▼▼▼

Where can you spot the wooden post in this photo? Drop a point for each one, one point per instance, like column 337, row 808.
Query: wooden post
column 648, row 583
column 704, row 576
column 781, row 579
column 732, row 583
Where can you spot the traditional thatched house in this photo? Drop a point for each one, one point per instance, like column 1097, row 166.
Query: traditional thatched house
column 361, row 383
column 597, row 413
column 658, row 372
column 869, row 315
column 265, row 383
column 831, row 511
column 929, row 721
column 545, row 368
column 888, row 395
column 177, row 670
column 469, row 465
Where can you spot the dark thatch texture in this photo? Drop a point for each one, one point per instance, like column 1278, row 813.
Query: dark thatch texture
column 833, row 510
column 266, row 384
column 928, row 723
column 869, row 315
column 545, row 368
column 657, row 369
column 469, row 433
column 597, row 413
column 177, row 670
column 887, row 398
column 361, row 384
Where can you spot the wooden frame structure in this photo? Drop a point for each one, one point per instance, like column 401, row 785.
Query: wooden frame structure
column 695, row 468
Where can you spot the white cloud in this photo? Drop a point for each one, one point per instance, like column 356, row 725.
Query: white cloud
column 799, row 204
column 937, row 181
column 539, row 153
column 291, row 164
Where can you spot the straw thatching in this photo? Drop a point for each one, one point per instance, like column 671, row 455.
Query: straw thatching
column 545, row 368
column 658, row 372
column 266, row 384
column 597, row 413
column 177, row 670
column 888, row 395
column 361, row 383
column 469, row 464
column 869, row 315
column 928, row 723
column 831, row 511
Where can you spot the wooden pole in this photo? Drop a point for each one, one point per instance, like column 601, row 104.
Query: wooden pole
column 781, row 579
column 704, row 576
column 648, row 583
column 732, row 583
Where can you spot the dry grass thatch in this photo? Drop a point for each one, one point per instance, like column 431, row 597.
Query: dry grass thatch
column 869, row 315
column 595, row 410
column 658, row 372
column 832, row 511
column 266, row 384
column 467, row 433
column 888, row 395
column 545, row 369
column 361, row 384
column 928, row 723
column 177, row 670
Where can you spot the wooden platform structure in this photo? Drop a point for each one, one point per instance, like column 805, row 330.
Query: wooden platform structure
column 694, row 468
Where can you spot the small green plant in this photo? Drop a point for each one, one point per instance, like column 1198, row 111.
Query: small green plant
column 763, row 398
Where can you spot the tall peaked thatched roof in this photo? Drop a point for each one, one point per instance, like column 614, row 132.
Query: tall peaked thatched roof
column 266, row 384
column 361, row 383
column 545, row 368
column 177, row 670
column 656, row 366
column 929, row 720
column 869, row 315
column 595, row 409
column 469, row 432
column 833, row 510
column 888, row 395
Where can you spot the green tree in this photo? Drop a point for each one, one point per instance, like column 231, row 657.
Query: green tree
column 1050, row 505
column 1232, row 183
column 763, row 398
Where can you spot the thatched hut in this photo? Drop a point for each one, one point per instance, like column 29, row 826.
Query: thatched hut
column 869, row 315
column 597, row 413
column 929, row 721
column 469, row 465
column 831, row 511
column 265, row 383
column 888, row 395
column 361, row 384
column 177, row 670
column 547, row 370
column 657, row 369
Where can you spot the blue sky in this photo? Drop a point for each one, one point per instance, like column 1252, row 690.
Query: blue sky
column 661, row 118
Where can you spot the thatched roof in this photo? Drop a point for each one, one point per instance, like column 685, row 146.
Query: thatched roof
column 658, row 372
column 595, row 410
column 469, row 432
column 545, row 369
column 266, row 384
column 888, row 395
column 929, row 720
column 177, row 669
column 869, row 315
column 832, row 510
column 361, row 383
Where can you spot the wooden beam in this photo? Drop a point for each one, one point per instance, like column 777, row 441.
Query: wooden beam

▲▲▲

Give back all of the entries exactly as written.

* _Expected answer_
Where can you spot the wooden post in this photo? Drop a point for each one, one point per instance, like column 337, row 808.
Query: wooden post
column 648, row 583
column 704, row 576
column 781, row 579
column 732, row 583
Where can you spot the traditional thatched house in this photo? Drop a point for each one, one point per instance, like column 1097, row 166.
Query: traditional thatched house
column 361, row 383
column 597, row 413
column 658, row 372
column 869, row 315
column 265, row 383
column 831, row 511
column 929, row 721
column 545, row 368
column 888, row 395
column 177, row 670
column 469, row 465
Where can you spot the dark thatch texture in this photo? Drop a point for each one, one point per instance, like column 1278, row 813.
Query: dark thatch texture
column 833, row 510
column 266, row 384
column 928, row 723
column 869, row 315
column 545, row 368
column 657, row 369
column 469, row 433
column 597, row 413
column 177, row 670
column 887, row 398
column 361, row 384
Where can you spot the wooden frame structure in this photo? Drop a point for each one, one point per instance, like column 401, row 785.
Query: wooden frame structure
column 695, row 468
Where can you spot the white cloud in this photo? Drop a point for each one, one point per instance, like column 356, row 725.
Query: white cloud
column 799, row 204
column 937, row 181
column 539, row 153
column 291, row 164
Where can you spot the straw thatching in this photo? Drop a point for each one, one point per instance, like column 671, row 455.
Query: straw thatching
column 545, row 368
column 658, row 372
column 266, row 384
column 597, row 413
column 177, row 670
column 888, row 395
column 361, row 383
column 469, row 464
column 869, row 315
column 928, row 723
column 831, row 511
Where can you spot the wooden pole in this photo? Drop a point for each one, one point per instance, like column 601, row 104.
Query: wooden pole
column 781, row 579
column 704, row 576
column 648, row 583
column 732, row 583
Where can you spot the dry grass thatch in this photo? Drop a point for each one, one point per instance, like column 431, row 597.
Query: dry grass thatch
column 869, row 315
column 595, row 410
column 658, row 372
column 832, row 511
column 266, row 384
column 467, row 433
column 888, row 395
column 545, row 369
column 361, row 384
column 928, row 723
column 177, row 670
Where can you spot the wooden platform structure in this photo? Drop a point for each one, one point per instance, like column 805, row 330.
Query: wooden platform structure
column 694, row 468
Where can you spot the small green plant in this photo? Drop a point for each one, one point per instance, like column 1198, row 111.
Query: small green plant
column 763, row 398
Where can you spot the tall peaked thatched roof in this photo? Drop a point for each one, one point per instance, like column 614, row 132.
Query: tall peaked thatched roof
column 266, row 384
column 361, row 383
column 545, row 368
column 177, row 670
column 656, row 366
column 929, row 720
column 869, row 315
column 595, row 409
column 469, row 432
column 833, row 510
column 888, row 395
Where can you spot the green tree in this photo? Drop a point for each one, one point per instance, like column 231, row 657.
Query: green tree
column 1050, row 505
column 1232, row 183
column 763, row 398
Where can you spot the thatched hut in this photo? Drop a point for each one, one point per instance, like column 29, row 826.
Query: thatched hut
column 869, row 315
column 597, row 413
column 929, row 721
column 469, row 465
column 831, row 511
column 265, row 383
column 888, row 395
column 361, row 384
column 177, row 670
column 547, row 370
column 657, row 369
Where can you spot the blue sky in this photo? Drop a point for each one, one point per instance, like column 1252, row 690.
Query: blue sky
column 661, row 118
Where can you spot the thatched roof in this photo? Drop a point for each one, one point per instance, like column 685, row 146.
Query: thatched roof
column 658, row 372
column 595, row 410
column 469, row 432
column 545, row 369
column 266, row 384
column 888, row 395
column 929, row 720
column 177, row 669
column 869, row 315
column 832, row 510
column 361, row 383
Where can you spot the wooden beam in this photo? Drop a point for each one, one point per instance, like column 777, row 441.
Query: wooden beam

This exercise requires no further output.